- **WRITTEN EXERCISE**
Please repeat the rows below word for word, from the first row up to and including the row containing "Rings of one".

Begin EXTRACTED ENTRIES

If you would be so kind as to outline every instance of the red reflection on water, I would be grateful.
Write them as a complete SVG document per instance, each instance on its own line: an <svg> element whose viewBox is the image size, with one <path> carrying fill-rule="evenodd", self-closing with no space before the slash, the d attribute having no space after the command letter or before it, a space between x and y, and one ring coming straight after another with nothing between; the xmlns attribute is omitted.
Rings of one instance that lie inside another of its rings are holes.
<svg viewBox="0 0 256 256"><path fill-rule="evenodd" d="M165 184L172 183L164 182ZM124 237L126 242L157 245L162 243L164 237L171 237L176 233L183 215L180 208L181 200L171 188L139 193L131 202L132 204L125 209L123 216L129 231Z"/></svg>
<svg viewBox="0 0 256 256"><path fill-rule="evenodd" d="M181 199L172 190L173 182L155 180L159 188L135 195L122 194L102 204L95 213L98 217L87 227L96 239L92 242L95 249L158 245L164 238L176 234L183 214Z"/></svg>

End EXTRACTED ENTRIES

- **EXPECTED ANSWER**
If you would be so kind as to outline every instance of the red reflection on water, I would be grateful.
Write them as a complete SVG document per instance, each instance on its own line: an <svg> element whose viewBox is the image size, with one <path> carrying fill-rule="evenodd", self-closing with no space before the slash, the d attribute having no space after the command letter or before it, a space between x and y, and one ring coming straight after another with nothing between; the xmlns attribute is omitted.
Rings of one instance that lie inside another of its rings are holes.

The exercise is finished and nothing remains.